* _WHAT YOU ARE ASKED TO DO_: Looking at the listing below, retype exactly the lines starting at the one containing "Would you point out the spire" and ending at the one containing "Would you point out the painted", both included, and nothing else.

== Segment start ==

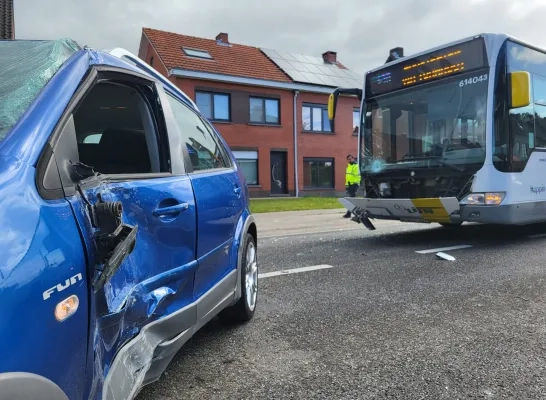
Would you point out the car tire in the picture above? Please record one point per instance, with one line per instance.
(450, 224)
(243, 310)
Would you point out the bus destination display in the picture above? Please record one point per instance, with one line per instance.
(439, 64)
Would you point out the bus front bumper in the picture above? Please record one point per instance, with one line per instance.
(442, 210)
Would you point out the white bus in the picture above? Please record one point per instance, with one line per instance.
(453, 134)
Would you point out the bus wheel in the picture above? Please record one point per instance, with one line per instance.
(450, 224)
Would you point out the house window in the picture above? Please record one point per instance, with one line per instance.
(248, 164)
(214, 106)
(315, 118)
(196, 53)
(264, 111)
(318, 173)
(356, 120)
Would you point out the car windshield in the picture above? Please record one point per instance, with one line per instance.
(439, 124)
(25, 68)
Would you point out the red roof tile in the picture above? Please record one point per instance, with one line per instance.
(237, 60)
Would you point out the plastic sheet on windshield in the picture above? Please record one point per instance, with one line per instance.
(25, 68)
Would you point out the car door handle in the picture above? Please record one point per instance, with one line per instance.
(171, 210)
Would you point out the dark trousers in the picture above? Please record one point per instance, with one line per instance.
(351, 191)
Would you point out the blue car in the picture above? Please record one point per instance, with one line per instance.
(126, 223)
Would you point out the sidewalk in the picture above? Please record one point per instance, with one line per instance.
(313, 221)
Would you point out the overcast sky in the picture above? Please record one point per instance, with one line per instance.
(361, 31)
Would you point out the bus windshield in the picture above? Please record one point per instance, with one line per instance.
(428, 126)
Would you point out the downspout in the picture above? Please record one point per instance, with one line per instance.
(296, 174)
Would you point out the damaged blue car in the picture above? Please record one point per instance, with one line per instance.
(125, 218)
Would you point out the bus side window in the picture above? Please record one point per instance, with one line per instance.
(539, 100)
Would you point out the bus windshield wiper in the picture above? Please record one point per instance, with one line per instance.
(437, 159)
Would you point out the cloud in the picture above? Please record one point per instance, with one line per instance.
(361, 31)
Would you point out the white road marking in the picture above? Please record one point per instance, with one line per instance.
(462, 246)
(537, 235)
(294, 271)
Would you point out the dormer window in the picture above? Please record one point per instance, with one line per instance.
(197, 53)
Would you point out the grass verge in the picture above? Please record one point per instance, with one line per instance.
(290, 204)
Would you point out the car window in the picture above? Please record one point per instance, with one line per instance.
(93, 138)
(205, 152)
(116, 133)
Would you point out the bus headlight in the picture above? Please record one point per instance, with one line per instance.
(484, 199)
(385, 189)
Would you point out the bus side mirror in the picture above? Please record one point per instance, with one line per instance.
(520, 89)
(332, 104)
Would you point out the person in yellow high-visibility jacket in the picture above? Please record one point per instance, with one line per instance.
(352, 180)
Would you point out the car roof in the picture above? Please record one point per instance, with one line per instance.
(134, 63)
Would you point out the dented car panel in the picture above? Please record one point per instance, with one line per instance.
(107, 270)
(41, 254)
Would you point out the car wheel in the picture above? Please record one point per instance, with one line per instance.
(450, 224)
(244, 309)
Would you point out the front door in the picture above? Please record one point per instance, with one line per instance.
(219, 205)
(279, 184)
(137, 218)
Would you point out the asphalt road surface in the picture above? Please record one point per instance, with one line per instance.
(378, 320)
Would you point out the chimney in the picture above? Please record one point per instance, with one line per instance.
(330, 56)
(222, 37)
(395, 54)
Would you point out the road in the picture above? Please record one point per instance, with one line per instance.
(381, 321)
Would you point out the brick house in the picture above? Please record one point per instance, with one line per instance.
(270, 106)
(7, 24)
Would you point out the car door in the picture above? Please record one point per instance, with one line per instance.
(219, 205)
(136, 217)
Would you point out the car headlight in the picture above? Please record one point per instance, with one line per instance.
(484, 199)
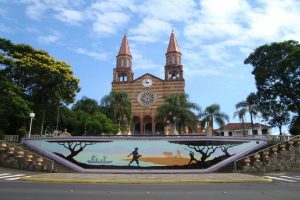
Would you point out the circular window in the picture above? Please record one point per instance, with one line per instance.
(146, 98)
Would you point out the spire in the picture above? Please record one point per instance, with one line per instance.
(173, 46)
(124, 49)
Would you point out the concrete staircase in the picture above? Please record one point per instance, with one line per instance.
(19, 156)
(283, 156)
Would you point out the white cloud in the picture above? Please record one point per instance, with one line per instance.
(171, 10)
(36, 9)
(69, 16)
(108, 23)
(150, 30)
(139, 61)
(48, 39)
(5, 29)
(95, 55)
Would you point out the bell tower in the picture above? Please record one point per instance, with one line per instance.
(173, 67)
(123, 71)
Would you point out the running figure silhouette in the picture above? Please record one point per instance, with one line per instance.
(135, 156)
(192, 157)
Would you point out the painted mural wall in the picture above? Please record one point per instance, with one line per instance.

== Segment end ==
== Segment start ==

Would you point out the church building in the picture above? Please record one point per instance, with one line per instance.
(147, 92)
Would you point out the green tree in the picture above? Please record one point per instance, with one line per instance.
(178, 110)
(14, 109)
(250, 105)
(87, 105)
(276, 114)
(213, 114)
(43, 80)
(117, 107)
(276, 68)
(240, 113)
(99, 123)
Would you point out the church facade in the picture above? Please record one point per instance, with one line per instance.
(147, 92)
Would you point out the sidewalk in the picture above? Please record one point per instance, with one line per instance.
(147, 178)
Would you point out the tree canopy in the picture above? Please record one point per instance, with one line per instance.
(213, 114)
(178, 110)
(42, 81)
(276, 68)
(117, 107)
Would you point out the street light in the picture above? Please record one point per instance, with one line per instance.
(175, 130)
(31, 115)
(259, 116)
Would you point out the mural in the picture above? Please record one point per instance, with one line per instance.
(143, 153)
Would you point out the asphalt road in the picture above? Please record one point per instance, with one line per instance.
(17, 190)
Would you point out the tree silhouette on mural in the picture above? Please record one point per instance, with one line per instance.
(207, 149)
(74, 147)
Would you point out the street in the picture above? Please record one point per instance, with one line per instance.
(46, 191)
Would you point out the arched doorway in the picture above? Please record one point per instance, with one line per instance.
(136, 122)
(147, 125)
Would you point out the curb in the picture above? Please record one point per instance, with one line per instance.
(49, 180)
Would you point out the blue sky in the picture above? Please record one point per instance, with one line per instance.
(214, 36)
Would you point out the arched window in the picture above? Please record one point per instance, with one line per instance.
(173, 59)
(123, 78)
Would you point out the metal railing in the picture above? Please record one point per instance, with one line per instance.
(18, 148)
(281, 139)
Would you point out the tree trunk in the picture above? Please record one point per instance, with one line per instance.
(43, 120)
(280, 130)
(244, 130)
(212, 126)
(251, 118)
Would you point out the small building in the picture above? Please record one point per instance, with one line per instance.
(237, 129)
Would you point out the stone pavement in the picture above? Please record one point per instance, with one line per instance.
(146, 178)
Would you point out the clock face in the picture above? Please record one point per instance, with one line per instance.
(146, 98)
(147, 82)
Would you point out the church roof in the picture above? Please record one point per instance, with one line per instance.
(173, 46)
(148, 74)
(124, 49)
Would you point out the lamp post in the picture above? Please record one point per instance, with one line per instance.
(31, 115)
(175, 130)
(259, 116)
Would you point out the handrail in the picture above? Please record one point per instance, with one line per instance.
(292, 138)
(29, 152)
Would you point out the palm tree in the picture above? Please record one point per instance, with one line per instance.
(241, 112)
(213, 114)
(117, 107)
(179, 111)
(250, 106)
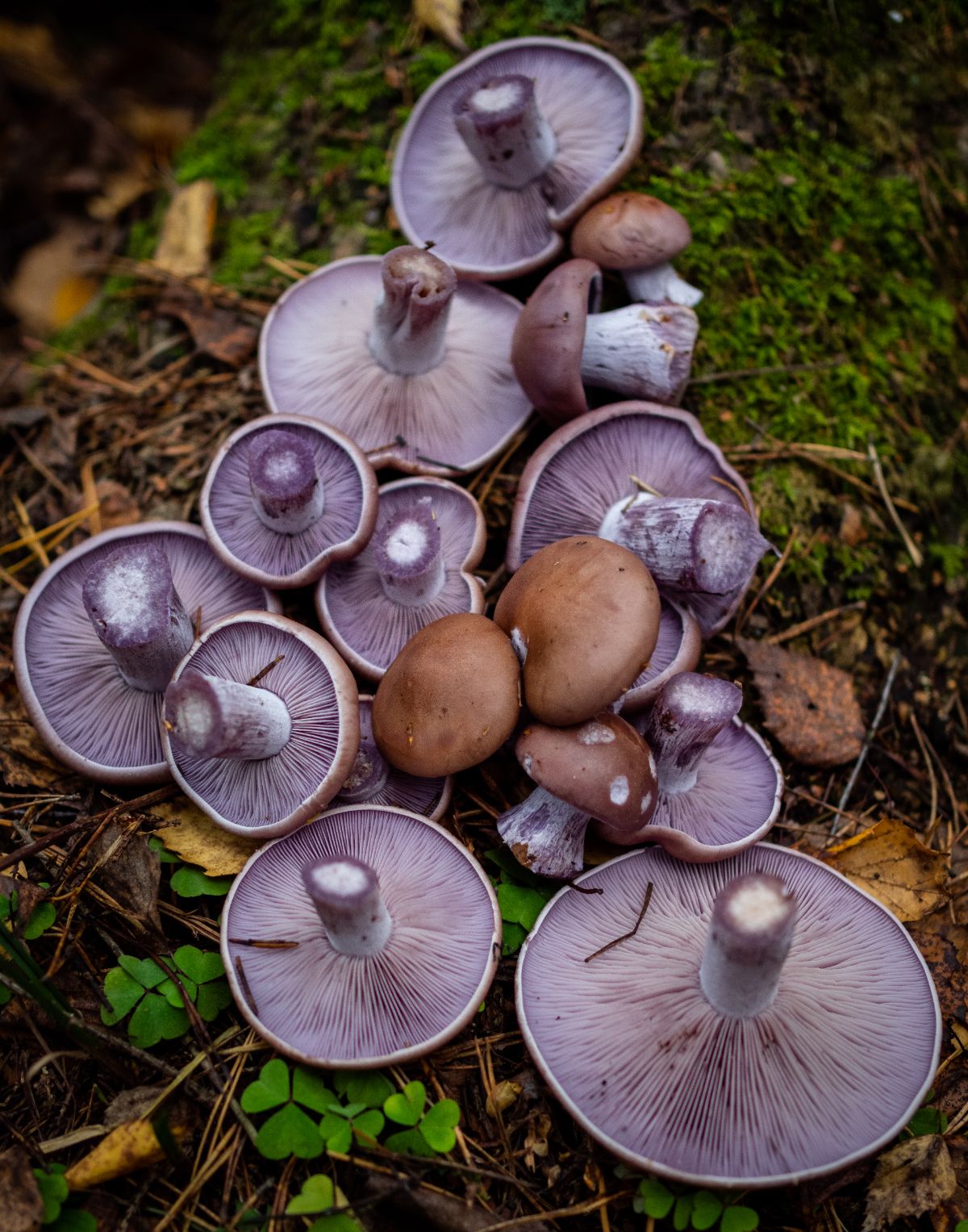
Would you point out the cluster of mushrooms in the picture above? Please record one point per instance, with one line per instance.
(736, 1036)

== Segment end ==

* _ANSWER TO THE PROBLEM_:
Would you point out the spire in the picture above? Please record one point per instance, with one line per instance.
(173, 46)
(124, 49)
Would you point out the concrete staircase in the picture above? Please record one point per instance, with one line per instance.
(19, 156)
(283, 156)
Would you point out the white cloud in the picture above? Please record one point per instance, with one line per instance.
(171, 10)
(36, 9)
(69, 16)
(108, 23)
(150, 30)
(139, 61)
(48, 39)
(5, 29)
(95, 55)
Would you point out the bell tower in the picture above? Please record one point per instance, with one line per instance.
(173, 67)
(123, 71)
Would you point out the running figure silhouette in the picture above? Please record one point per instance, with one line per instance.
(135, 156)
(192, 157)
Would you point out the painted mural wall in the picture above? Please record one point per instance, with one line per instance.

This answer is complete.